[Your assignment]
What is wanted is an exact copy of all the entries.

[Records for the exercise]
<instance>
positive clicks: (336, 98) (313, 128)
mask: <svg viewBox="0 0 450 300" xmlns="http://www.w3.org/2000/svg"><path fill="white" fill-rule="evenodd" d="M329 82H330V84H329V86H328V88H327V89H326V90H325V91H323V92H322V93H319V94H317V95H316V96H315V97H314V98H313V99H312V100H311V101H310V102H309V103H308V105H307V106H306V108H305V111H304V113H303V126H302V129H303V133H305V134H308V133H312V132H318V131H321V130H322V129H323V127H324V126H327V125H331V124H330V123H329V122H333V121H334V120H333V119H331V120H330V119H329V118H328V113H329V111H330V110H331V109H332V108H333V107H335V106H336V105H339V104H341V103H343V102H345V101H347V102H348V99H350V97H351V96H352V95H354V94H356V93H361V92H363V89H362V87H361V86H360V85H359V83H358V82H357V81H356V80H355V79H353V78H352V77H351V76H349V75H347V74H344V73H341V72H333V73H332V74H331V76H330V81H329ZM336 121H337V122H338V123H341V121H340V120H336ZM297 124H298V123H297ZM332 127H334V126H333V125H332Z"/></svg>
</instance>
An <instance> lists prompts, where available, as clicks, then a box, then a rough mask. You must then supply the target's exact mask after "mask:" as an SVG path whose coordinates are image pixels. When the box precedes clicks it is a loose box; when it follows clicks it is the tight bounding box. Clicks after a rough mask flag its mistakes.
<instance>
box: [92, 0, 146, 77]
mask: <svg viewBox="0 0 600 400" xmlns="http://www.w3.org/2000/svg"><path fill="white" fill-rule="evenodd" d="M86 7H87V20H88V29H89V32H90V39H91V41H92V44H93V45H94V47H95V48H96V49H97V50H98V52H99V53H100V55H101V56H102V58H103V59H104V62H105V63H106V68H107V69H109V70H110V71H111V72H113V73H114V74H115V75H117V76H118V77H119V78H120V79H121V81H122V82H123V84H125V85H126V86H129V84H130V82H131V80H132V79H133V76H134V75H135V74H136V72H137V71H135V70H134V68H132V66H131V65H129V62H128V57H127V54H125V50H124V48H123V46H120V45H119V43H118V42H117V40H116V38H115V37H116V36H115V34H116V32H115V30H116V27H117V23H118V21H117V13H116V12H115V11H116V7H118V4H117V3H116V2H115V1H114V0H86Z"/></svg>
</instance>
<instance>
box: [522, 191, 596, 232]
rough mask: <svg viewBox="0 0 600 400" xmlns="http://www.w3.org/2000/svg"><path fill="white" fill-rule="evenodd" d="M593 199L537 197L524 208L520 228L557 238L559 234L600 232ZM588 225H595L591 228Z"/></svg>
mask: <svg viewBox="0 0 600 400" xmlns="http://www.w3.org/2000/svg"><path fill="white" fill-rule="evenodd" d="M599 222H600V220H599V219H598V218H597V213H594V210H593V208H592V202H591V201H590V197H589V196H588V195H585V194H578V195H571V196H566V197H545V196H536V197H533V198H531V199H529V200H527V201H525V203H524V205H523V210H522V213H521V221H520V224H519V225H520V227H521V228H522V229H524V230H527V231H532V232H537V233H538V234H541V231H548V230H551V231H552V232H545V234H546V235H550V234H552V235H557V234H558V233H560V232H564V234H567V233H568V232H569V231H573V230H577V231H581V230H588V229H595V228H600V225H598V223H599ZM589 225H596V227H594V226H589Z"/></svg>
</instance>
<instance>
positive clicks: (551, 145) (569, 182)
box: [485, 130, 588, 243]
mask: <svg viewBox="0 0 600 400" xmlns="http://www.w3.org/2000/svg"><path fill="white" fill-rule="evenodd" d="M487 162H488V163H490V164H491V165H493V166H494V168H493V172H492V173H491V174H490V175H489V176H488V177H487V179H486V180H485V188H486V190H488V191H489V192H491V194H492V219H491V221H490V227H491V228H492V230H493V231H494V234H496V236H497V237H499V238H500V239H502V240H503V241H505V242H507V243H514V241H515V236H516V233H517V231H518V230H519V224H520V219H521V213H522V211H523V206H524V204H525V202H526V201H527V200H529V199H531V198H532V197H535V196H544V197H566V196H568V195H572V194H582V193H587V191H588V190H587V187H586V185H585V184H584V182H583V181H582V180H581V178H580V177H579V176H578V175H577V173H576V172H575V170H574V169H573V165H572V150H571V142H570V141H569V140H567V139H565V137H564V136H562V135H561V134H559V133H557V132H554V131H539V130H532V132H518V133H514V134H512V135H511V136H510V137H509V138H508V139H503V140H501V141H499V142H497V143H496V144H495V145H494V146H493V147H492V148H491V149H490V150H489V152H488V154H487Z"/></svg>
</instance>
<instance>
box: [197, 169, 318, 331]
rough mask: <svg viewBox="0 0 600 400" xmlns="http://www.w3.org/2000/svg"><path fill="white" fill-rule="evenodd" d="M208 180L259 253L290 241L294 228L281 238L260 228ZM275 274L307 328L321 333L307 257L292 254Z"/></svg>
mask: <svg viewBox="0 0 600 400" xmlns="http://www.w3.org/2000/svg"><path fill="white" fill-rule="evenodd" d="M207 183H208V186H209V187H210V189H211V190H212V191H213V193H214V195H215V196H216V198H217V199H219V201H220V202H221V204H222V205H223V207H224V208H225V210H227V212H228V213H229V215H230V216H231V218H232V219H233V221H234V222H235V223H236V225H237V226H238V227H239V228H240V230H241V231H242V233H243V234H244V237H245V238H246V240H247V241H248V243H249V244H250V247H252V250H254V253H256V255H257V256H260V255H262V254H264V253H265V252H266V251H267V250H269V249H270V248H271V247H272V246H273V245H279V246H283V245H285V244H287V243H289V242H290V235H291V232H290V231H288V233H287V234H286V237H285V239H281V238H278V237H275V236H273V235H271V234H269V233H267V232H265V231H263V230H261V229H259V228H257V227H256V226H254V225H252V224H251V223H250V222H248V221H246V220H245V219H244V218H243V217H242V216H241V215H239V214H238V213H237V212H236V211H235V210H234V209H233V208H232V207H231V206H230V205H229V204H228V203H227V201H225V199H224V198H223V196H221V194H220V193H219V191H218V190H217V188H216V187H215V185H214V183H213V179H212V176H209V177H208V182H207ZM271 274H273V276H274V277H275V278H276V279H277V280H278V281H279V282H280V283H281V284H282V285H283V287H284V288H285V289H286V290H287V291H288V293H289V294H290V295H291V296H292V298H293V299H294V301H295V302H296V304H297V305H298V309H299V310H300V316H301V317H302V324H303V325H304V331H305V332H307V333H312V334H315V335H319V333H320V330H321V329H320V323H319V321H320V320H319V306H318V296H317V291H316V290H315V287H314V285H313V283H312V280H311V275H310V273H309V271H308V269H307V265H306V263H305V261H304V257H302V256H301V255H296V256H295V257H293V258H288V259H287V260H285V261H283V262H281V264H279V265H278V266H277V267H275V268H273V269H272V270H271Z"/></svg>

[Answer to the problem]
<instance>
positive clicks: (336, 98) (313, 128)
mask: <svg viewBox="0 0 450 300" xmlns="http://www.w3.org/2000/svg"><path fill="white" fill-rule="evenodd" d="M329 82H330V84H329V86H328V88H327V89H326V90H325V91H323V92H322V93H319V94H317V95H316V96H315V97H314V98H313V99H312V100H311V101H310V102H309V103H308V105H307V106H306V108H305V111H304V113H303V126H302V129H303V133H305V134H308V133H312V132H318V131H321V130H322V129H323V127H324V126H327V125H331V124H330V123H329V122H333V121H334V120H333V119H331V120H330V119H329V118H328V113H329V111H330V110H331V109H332V108H333V107H335V106H336V105H339V104H341V103H343V102H345V101H347V102H348V99H350V97H351V96H352V95H354V94H356V93H361V92H363V89H362V87H361V86H360V85H359V83H358V82H357V81H356V80H355V79H353V78H352V77H351V76H349V75H347V74H344V73H341V72H333V73H332V74H331V76H330V81H329ZM336 121H337V122H338V123H341V121H340V120H336ZM297 124H298V123H297ZM332 127H334V126H333V125H332Z"/></svg>
</instance>
An <instance> lists prompts, where available, as clicks, then a box, then a rough mask. You must then supply the target's exact mask after "mask:" as an SVG path whose coordinates are image pixels. When the box precedes clicks it is a loose box; when it follows clicks it is the tight bounding box. Clicks after a rough mask flag its mistakes.
<instance>
box: [92, 0, 146, 77]
mask: <svg viewBox="0 0 600 400" xmlns="http://www.w3.org/2000/svg"><path fill="white" fill-rule="evenodd" d="M86 7H87V20H88V29H89V32H90V39H91V41H92V44H93V45H94V47H95V48H96V49H97V50H98V52H99V53H100V55H101V56H102V58H103V59H104V62H105V63H106V68H107V69H109V70H110V71H111V72H113V73H114V74H115V75H117V76H118V77H119V78H120V79H121V81H122V82H123V84H125V85H126V86H129V84H130V82H131V80H132V79H133V76H134V75H135V74H136V72H137V71H135V70H134V68H132V66H131V65H129V62H128V57H127V54H125V50H124V48H123V46H120V45H119V43H118V42H117V40H116V38H115V37H116V36H115V34H116V32H115V30H116V27H117V23H118V21H117V13H116V12H115V11H116V7H118V4H117V3H116V2H115V1H114V0H86Z"/></svg>
</instance>
<instance>
box: [522, 191, 596, 232]
rough mask: <svg viewBox="0 0 600 400" xmlns="http://www.w3.org/2000/svg"><path fill="white" fill-rule="evenodd" d="M593 199L537 197L524 208L520 228L557 238L559 234L600 232ZM588 225H595L591 228Z"/></svg>
mask: <svg viewBox="0 0 600 400" xmlns="http://www.w3.org/2000/svg"><path fill="white" fill-rule="evenodd" d="M599 222H600V220H599V219H598V218H597V213H594V210H593V208H592V202H591V201H590V197H589V196H588V195H585V194H578V195H571V196H566V197H545V196H536V197H533V198H531V199H529V200H527V201H525V203H524V205H523V210H522V213H521V221H520V224H519V225H520V227H521V228H522V229H524V230H527V231H532V232H537V233H538V234H541V231H548V230H551V231H552V232H545V234H546V235H550V234H552V235H557V234H558V233H560V232H564V234H567V233H568V232H569V231H573V230H577V231H581V230H588V229H595V228H600V225H598V223H599ZM589 225H596V227H594V226H589Z"/></svg>
</instance>
<instance>
positive clicks: (551, 145) (569, 182)
box: [485, 130, 588, 243]
mask: <svg viewBox="0 0 600 400" xmlns="http://www.w3.org/2000/svg"><path fill="white" fill-rule="evenodd" d="M487 162H488V163H490V164H491V165H493V166H494V168H493V172H492V173H491V174H490V175H489V176H488V177H487V179H486V180H485V188H486V190H488V191H489V192H491V194H492V219H491V221H490V227H491V228H492V230H493V231H494V234H496V236H497V237H499V238H500V239H502V240H503V241H505V242H507V243H514V241H515V236H516V233H517V231H518V230H519V224H520V219H521V213H522V211H523V206H524V204H525V202H526V201H527V200H529V199H531V198H532V197H535V196H544V197H566V196H568V195H572V194H582V193H587V191H588V190H587V187H586V185H585V184H584V182H583V181H582V180H581V178H580V177H579V176H578V175H577V173H576V172H575V170H574V169H573V165H572V150H571V142H570V141H569V140H567V139H565V137H564V136H562V135H561V134H559V133H557V132H554V131H539V130H532V132H518V133H514V134H512V135H511V136H510V137H509V138H508V139H503V140H501V141H499V142H497V143H496V144H495V145H494V146H493V147H492V148H491V149H490V150H489V152H488V154H487Z"/></svg>
</instance>
<instance>
box: [197, 169, 318, 331]
rough mask: <svg viewBox="0 0 600 400" xmlns="http://www.w3.org/2000/svg"><path fill="white" fill-rule="evenodd" d="M208 180L259 253L290 241L294 228L281 238L260 228ZM275 274L307 328L321 333L307 257L292 254Z"/></svg>
mask: <svg viewBox="0 0 600 400" xmlns="http://www.w3.org/2000/svg"><path fill="white" fill-rule="evenodd" d="M207 183H208V186H209V187H210V189H211V190H212V191H213V193H214V195H215V196H216V198H217V199H219V201H220V202H221V204H222V205H223V207H224V208H225V210H227V212H228V213H229V215H230V216H231V218H232V219H233V221H234V222H235V223H236V225H237V226H238V227H239V228H240V230H241V231H242V233H243V234H244V237H245V238H246V240H247V241H248V243H249V244H250V247H252V250H254V253H256V255H257V256H260V255H262V254H264V253H265V252H266V251H267V250H269V249H270V248H271V247H272V246H273V245H279V246H283V245H285V244H287V243H289V242H290V235H291V232H290V231H288V233H287V234H286V237H285V239H281V238H278V237H275V236H273V235H271V234H269V233H267V232H265V231H263V230H261V229H259V228H257V227H256V226H254V225H252V224H251V223H250V222H248V221H246V220H245V219H244V218H243V217H242V216H241V215H239V214H238V213H237V212H236V211H235V210H234V209H233V208H232V207H231V206H230V205H229V204H228V203H227V201H225V199H224V198H223V196H221V194H220V193H219V191H218V190H217V188H216V187H215V185H214V183H213V179H212V176H209V177H208V182H207ZM271 274H273V276H274V277H275V278H276V279H277V280H278V281H279V282H280V283H281V284H282V285H283V287H284V288H285V289H286V290H287V291H288V293H289V294H290V295H291V296H292V298H293V299H294V301H295V302H296V304H297V305H298V309H299V310H300V316H301V317H302V324H303V325H304V331H305V332H307V333H312V334H315V335H319V333H320V330H321V329H320V323H319V321H320V320H319V306H318V296H317V291H316V290H315V287H314V285H313V283H312V280H311V275H310V273H309V271H308V269H307V265H306V263H305V261H304V257H302V256H301V255H296V256H295V257H293V258H288V259H287V260H285V261H283V262H281V264H279V265H278V266H277V267H275V268H273V269H272V270H271Z"/></svg>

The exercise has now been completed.